* **LISTE DES TÂCHES**:
**a.** Les affirmations suivantes concordent-elles avec le témoignage ci-dessous sur la gestion du Covid-19 en entreprise ? Répondez par oui ou par non pour chacune, en citant à l’identique les mots du témoignage qui tranchent. (i) Les stocks de masques étaient déjà épuisés. (ii) Les ordinateurs des collaborateurs sont remplacés tous les trois ans. (iii) Plus aucun collaborateur ne se rend au bureau.
**b.** Reprenez le témoignage ci-dessous sur la gestion du Covid-19 en entreprise et poursuivez-le à partir de sa dernière phrase.
##### TEXTE FOURNI
Au niveau de l’entreprise, j’ai participé à la mise en place d’un groupe Covid-19, avec le responsable technique et le responsable commercial, pour prendre des décisions collégiales. Chaque manager fait des projets journaliers avec son équipe, et nous fait remonter les informations. J’ai aussi des réunions avec les partenaires sociaux, pour gérer ce qu’on a à gérer. Au niveau mondial, puisque l’entreprise fait partie d’un groupe américain, un comité de suivi a été mis en place, et nous lui remontons des données tous les jours. Sur le plan pratique, nous avons pris la précaution de commander du gel hydroalcoolique et des gants. In extrémis ! Trois heures après avoir passé la commande, les plateformes de grossistes étaient en rupture. Nous avons pu fournir à chacun deux litres de gel et une boite de gants. Par contre, les stocks de masques étaient déjà épuisés.

À présent, tous les collaborateurs travaillent à la maison : le service marketing, le service financier, les techniciens hotline. Il n’y en a qu’un qui vient au bureau, parce que la connexion Internet professionnelle est meilleure. Le télétravail, comme les dépannages à distance, est déjà une habitude pour beaucoup. L’entreprise fait ce qu’il faut pour que les gens travaillent dans de bonnes conditions. Tous les collaborateurs disposent d’un ordinateur, qui est remplacé tous les deux ans. Quand la modalité de télétravail est prévue au contrat, le salarié bénéficie d’un budget pour l’installation d’un espace de travail à son domicile, par exemple pour acheter un bureau, un fauteuil, un écran supplémentaire si besoin, et il y a également une prime de télétravail.
##########
##### EXTRAITS DE DONNÉES
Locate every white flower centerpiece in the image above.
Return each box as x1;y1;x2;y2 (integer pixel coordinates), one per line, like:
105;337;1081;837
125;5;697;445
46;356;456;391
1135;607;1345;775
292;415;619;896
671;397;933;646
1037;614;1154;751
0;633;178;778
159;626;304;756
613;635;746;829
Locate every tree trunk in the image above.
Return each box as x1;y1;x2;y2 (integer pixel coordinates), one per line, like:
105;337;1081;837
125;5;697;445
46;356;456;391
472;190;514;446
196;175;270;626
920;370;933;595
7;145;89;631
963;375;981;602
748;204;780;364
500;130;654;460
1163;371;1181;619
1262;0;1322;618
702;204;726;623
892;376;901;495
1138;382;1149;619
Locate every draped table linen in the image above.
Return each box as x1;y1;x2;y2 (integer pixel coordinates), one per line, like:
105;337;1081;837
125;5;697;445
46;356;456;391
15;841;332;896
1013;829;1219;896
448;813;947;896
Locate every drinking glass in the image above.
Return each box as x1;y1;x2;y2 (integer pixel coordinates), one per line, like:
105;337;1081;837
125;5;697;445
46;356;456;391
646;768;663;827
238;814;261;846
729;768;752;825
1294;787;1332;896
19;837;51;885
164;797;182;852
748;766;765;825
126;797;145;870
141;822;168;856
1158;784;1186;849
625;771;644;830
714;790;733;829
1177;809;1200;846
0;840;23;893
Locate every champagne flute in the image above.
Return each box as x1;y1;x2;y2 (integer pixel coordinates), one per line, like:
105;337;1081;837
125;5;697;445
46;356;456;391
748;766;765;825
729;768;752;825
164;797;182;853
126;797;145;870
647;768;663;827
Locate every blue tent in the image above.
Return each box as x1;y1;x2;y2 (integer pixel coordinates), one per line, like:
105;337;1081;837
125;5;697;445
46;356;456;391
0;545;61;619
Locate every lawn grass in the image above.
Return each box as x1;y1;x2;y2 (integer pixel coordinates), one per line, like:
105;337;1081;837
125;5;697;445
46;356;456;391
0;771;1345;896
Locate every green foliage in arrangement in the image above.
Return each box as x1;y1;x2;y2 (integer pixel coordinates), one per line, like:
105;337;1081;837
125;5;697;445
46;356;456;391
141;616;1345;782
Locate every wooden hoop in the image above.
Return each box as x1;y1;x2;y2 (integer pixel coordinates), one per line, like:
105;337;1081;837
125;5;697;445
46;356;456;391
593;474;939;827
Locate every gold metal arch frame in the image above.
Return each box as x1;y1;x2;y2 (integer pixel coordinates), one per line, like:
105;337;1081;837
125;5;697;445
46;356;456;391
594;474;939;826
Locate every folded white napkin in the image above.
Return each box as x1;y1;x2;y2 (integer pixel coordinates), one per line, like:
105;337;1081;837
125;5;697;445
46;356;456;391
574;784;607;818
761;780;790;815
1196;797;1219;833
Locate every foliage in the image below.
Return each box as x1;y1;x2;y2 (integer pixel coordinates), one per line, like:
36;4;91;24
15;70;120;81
##########
##### EXTRAITS DE DONNÉES
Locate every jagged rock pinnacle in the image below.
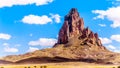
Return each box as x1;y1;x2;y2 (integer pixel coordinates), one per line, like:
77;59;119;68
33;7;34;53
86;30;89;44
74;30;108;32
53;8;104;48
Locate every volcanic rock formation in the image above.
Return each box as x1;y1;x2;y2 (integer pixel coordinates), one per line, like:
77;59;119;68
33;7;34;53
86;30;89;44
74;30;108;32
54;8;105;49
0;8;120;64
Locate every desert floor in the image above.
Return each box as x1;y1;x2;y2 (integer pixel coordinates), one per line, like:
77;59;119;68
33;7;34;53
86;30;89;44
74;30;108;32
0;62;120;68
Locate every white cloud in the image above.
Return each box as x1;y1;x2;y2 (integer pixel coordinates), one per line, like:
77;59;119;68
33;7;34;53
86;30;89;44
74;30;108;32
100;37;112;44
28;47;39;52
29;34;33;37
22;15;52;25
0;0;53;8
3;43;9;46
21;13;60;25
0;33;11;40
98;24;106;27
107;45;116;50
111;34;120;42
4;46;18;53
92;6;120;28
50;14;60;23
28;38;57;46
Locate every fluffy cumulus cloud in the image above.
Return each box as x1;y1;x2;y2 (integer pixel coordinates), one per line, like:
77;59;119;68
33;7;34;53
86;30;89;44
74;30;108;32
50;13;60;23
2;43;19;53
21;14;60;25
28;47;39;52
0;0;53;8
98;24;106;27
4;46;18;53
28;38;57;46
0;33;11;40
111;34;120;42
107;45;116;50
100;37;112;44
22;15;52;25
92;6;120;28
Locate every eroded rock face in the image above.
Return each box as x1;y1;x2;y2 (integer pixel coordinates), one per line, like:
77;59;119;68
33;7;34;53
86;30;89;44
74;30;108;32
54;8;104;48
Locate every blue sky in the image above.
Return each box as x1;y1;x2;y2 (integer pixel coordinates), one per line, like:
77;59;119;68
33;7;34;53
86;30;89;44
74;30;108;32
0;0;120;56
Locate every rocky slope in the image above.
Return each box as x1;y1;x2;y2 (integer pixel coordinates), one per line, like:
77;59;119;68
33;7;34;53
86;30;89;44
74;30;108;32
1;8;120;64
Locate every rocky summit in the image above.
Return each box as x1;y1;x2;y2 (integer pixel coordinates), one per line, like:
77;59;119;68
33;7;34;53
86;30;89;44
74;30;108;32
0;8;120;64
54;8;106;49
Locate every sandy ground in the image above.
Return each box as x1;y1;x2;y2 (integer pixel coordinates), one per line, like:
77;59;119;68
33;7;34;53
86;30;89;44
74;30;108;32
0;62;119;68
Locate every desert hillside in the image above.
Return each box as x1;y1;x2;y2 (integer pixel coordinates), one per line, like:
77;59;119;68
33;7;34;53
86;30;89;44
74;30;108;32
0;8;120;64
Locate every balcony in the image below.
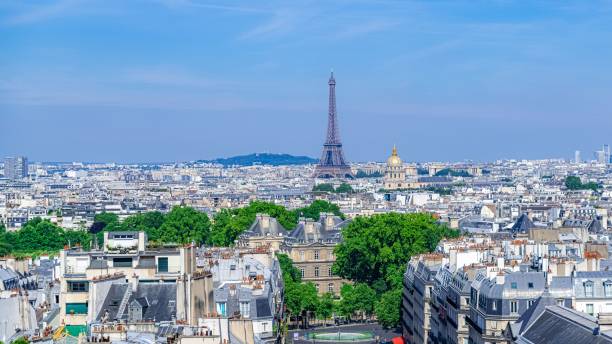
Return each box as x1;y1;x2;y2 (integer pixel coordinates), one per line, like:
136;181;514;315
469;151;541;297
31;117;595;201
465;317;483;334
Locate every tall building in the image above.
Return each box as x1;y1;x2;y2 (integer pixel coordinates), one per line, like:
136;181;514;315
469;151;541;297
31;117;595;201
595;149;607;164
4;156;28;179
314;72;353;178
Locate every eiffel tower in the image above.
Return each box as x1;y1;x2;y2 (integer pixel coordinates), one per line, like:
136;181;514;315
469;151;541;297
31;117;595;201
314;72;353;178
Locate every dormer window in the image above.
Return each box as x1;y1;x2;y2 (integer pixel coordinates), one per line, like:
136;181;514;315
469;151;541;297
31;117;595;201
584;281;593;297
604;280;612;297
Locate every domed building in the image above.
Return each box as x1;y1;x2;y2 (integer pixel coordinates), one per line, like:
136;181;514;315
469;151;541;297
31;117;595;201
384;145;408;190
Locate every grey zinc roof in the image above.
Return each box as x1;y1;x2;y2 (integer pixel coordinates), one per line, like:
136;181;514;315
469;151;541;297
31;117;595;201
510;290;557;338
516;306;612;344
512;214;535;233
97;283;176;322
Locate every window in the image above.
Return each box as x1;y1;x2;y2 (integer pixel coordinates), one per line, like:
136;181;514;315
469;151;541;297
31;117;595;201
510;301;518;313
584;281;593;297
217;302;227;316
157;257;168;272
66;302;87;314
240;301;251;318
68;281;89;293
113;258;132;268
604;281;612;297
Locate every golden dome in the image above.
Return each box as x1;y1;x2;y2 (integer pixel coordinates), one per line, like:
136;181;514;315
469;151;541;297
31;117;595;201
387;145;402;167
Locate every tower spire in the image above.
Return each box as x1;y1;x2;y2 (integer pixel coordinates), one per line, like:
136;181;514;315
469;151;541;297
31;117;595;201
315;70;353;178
##########
* **RÉPONSES ATTENDUES**:
**a.**
(i) Oui : « Par contre, les stocks de masques étaient déjà épuisés. »
(ii) Non : « Tous les collaborateurs disposent d’un ordinateur, qui est remplacé tous les deux ans. »
(iii) Non : « Il n’y en a qu’un qui vient au bureau, parce que la connexion Internet professionnelle est meilleure. »

**b.**
Mais le confinement nous a fait franchir un pas supplémentaire. À présent, je passe mon temps à faire des réunions et des mails. Je saute d’une réunion à l’autre. Pendant celle qui est en cours, je finalise la réunion d’avant, je prépare celle d’après. Par mail, c’est toujours difficile de savoir si la personne comprend ou non. On fait des mails pour tout, pour garder des traces, c’est très chronophage. C’est plus rapide de gérer les problèmes face à face, et puis dans tous les moments informels. Au bureau, il y a beaucoup de choses qui se règlent à la machine à café, ou dans les couloirs, ou en allant voir directement les personnes concernées. Là, tout doit être calé, avec des emplois du temps minutés pour chaque question. On bricole parfois, par exemple pour la signature des documents, des notes de service. C’est pragmatique, on trouve toujours des solutions, on s’adapte. On essaye même des cafés, des moments de pause en visioconférence !

Autre changement majeur : la présence de la famille au domicile… qu’il faut gérer ! Au niveau RH monde, nous avons mis au point un guide pratique avec des recommandations pour gérer au mieux les enfants, la famille, des animaux, et puis les problèmes d’approvisionnement, les courses. Nous sommes un peu obligés par exemple d’avoir plus de souplesse pour les emplois du temps. D’ailleurs, les collaborateurs en sont ravis. Ils gèrent leur emploi du temps comme ils veulent, tout en gardant une charge de travail raisonnable. À part les astreintes des réunions, ils peuvent vaquer à leurs occupations personnelles, faire une machine ou passer un coup d’aspirateur, ce qu’ils ne faisaient pas auparavant.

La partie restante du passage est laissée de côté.